Berlin - European inflation edged down in October, data released Friday showed, as a result helping to pave the way for the European Central Bank to deliver another hefty rate cut next week.
The European Union's statistics office said its preliminary estimate of annual inflation in the 15-member eurozone edged down to 3.2 per cent this month from 3.6 per cent in September.
This is the lowest inflation rate since January and substantially down from the 4 per cent it hit in July. Analysts had also expected inflation to come in at 3.2 per cent in October.
"The fall in inflation increases the ECB's room to move," said Commerzbank AG economist Christoph Weil.
Another reduction in borrowing costs by the ECB would also form part of a new wave of rate cuts by the world's leading central banks with the Bank of Japan trimming rates on Friday from 0.5 per cent to 0.3 per cent in a bid to ward off the threat posed by a global economic downturn.
This came in the wake of the US Federal Reserve along with the monetary authorities in Norway and China reducing the cost of money earlier in the week.
The Bank of England as well as the monetary authorities in Switzerland are also expected to follow up this week's rate cut moves with reductions in their key borrowing costs.
The drop in eurozone inflation follows the recent fall in energy and food costs, with oil prices hovering at about 63 dollars a barrel in European trading Friday on the prospects that slowing global economic growth will curb demand. In July, oil prices were heading towards 150 dollars a barrel.
Analysts have predicted that the drop in energy prices and slowing global growth could result in further falls in eurozone inflation in the coming months.
"We expect inflation to average 1.8 per cent in 2009 compared to 3.4 per cent this year," said Weil. ING economist Martin van Vliet believes inflation could fall below 1.5 per cent as 2009 unfolds.
In harmonized European terms, annual German inflation fell from 3 per cent in September to 2.5 per cent this month, its lowest in more than a year, data also released this week showed.

——

* [Exercise tasks]:
1. Print the part of the eurozone inflation article between "The Bank of England" and "key borrowing costs.", inclusive.
2. In the eurozone inflation article, what was the preliminary estimate of annual eurozone inflation for October?

——

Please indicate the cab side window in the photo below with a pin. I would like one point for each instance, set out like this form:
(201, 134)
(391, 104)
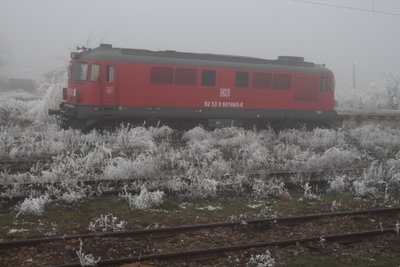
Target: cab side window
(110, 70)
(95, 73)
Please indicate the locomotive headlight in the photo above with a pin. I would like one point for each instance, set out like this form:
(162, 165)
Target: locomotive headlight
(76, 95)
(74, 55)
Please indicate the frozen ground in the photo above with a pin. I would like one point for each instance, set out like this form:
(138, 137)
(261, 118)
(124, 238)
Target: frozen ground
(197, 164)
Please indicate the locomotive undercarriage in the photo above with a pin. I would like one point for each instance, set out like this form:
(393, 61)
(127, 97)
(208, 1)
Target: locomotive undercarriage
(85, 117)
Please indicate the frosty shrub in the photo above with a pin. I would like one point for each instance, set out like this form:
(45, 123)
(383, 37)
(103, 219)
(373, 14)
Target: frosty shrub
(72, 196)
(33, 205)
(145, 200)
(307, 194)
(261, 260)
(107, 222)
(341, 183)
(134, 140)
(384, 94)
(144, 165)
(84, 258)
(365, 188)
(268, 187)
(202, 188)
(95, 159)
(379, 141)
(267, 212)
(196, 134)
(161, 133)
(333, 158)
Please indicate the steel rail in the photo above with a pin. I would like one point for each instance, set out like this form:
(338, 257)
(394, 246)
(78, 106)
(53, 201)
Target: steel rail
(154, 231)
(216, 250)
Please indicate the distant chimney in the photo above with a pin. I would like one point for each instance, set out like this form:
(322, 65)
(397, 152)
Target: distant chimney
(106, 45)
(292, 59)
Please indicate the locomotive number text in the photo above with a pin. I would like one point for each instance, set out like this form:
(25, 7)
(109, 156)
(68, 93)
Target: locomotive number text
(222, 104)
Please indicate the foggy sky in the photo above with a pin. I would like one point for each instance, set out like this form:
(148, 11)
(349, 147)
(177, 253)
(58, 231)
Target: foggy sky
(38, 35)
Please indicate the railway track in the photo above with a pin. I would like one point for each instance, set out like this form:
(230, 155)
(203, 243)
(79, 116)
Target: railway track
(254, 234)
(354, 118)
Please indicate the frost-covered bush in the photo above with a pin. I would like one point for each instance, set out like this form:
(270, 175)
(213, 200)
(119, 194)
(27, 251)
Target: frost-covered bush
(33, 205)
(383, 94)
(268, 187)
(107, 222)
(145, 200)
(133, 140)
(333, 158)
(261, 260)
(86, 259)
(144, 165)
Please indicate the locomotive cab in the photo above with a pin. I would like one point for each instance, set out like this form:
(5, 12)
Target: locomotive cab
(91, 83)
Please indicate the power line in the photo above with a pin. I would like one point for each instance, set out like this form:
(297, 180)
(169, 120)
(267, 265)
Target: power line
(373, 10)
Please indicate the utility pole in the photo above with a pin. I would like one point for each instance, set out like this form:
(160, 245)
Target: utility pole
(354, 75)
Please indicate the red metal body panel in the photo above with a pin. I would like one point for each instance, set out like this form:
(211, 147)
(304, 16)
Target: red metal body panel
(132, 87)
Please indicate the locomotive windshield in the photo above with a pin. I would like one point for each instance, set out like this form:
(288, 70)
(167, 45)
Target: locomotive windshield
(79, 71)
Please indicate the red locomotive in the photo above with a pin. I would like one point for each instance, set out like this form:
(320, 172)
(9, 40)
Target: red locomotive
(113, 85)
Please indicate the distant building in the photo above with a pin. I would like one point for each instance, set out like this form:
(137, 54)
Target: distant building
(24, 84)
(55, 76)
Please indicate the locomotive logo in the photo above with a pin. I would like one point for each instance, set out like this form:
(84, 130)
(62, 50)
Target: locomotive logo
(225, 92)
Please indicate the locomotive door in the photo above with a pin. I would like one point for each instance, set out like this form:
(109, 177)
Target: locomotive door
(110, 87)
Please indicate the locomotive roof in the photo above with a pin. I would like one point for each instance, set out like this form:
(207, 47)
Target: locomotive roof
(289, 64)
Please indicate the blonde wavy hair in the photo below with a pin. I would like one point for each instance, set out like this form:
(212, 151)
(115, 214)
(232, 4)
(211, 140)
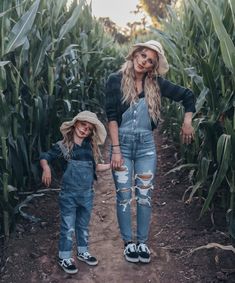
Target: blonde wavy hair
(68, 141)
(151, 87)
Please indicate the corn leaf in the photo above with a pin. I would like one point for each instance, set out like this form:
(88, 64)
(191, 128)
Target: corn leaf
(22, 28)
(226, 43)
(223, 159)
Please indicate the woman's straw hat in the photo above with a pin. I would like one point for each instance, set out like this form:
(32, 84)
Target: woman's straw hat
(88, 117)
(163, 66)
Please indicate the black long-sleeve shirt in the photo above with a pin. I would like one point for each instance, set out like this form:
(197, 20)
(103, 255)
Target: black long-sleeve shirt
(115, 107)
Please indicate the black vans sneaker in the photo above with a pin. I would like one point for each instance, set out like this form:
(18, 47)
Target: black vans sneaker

——

* [Solution set]:
1.
The Bank of England as well as the monetary authorities in Switzerland are also expected to follow up this week's rate cut moves with reductions in their key borrowing costs.

2. 3.2 per cent